TASK MATERIAL:

=== Section Start ===

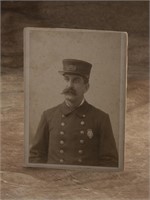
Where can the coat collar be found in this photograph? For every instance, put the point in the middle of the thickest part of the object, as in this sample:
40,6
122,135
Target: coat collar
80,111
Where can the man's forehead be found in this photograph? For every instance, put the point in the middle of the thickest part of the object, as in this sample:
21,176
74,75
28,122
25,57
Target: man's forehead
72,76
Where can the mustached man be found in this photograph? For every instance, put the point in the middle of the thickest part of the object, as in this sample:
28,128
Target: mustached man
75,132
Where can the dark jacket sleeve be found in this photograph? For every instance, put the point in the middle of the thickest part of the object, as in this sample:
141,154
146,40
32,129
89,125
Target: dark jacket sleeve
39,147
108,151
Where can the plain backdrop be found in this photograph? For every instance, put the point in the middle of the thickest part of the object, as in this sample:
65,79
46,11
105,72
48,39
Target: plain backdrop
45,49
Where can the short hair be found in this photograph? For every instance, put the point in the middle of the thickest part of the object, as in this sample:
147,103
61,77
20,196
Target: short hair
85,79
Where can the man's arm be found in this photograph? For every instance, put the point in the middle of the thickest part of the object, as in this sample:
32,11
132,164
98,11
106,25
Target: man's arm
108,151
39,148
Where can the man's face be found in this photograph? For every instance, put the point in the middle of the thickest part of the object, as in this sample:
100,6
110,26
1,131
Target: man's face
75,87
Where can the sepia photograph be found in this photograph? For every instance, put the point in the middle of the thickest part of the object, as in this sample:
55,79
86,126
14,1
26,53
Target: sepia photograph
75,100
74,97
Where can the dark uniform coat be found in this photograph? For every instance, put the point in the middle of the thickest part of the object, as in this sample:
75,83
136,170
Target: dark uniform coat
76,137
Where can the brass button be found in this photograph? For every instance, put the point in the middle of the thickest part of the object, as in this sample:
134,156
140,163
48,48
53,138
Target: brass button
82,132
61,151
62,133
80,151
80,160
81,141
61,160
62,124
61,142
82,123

=== Section End ===
=== Section Start ===

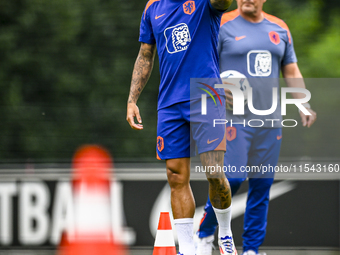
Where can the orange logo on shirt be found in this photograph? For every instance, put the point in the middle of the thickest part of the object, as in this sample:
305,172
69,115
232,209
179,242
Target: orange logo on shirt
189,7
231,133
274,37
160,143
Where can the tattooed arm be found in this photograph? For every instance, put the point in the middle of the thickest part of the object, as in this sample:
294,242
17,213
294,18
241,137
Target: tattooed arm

=== Section End ===

WHAT NEEDS TO BE DONE:
Using the listing above, locate the lines that hold "tattooed" and copy each one.

ANSWER SECTION:
Where can the tattooed arm be found in this photograph? For every instance, put the point in the middle of the thickest part of the object, as in this sample:
Target: tattooed arm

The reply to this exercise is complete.